▶ **Exercise**
Rewrite every line of the data, from the line containing "# test: point on every instance of the house" through the end of the data (both ends included), with each point coordinate in the answers multiplied by 1.15 and rounded to a whole number, halves rounded up. Leave the pictures out of your answer.
——
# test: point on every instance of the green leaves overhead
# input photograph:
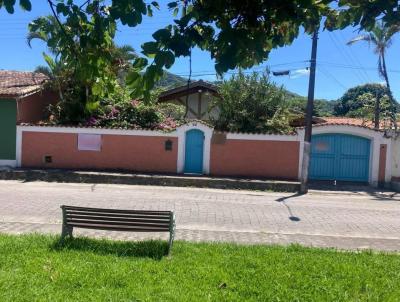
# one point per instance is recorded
(237, 34)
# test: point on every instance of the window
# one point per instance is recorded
(89, 142)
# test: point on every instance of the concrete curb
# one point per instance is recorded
(146, 179)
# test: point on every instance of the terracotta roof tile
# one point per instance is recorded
(349, 121)
(19, 83)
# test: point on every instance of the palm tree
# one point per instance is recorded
(381, 37)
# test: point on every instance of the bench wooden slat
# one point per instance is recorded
(82, 209)
(106, 218)
(118, 215)
(114, 228)
(122, 223)
(118, 220)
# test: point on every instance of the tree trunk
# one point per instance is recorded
(377, 112)
(392, 102)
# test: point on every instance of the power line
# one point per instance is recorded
(339, 65)
(345, 56)
(351, 52)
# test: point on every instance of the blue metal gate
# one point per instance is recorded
(194, 151)
(339, 157)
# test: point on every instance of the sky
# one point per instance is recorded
(339, 67)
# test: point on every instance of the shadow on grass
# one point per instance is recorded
(154, 249)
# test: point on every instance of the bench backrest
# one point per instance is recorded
(118, 220)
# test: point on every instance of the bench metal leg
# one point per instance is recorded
(171, 233)
(66, 231)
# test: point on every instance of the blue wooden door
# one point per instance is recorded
(339, 157)
(194, 151)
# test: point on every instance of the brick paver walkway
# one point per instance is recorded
(342, 220)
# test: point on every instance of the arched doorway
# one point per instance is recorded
(194, 150)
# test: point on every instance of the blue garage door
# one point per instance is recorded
(339, 157)
(194, 151)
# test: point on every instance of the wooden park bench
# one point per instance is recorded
(117, 220)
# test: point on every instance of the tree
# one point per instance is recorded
(321, 107)
(368, 111)
(381, 37)
(352, 104)
(236, 33)
(249, 103)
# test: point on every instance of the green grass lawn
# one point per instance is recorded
(38, 268)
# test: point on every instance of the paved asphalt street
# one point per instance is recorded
(345, 220)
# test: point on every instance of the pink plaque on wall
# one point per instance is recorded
(89, 142)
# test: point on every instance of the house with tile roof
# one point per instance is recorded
(23, 99)
(195, 97)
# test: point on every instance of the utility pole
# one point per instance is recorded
(309, 113)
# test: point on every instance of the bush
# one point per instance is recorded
(251, 103)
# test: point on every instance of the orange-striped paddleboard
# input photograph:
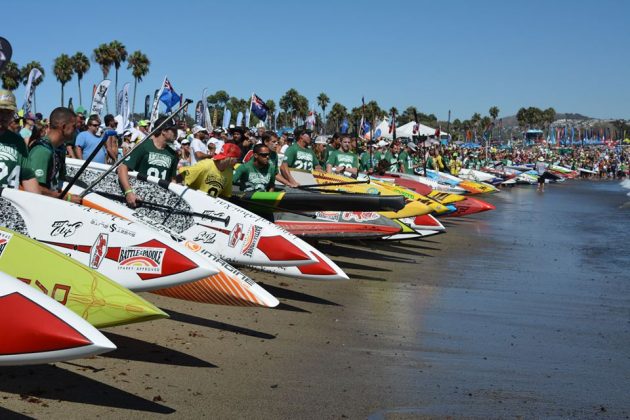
——
▶ **Task result**
# test: point on every instance of the house with tile roof
# one point per instance is recorded
(26, 114)
(224, 112)
# test: point on every instance of the utility pole
# one point per instance is recorded
(355, 130)
# test: point on every instance of the bush
# one point per instance is recorded
(289, 118)
# test: point on every instance of the orange-striped paddleboard
# input photograph:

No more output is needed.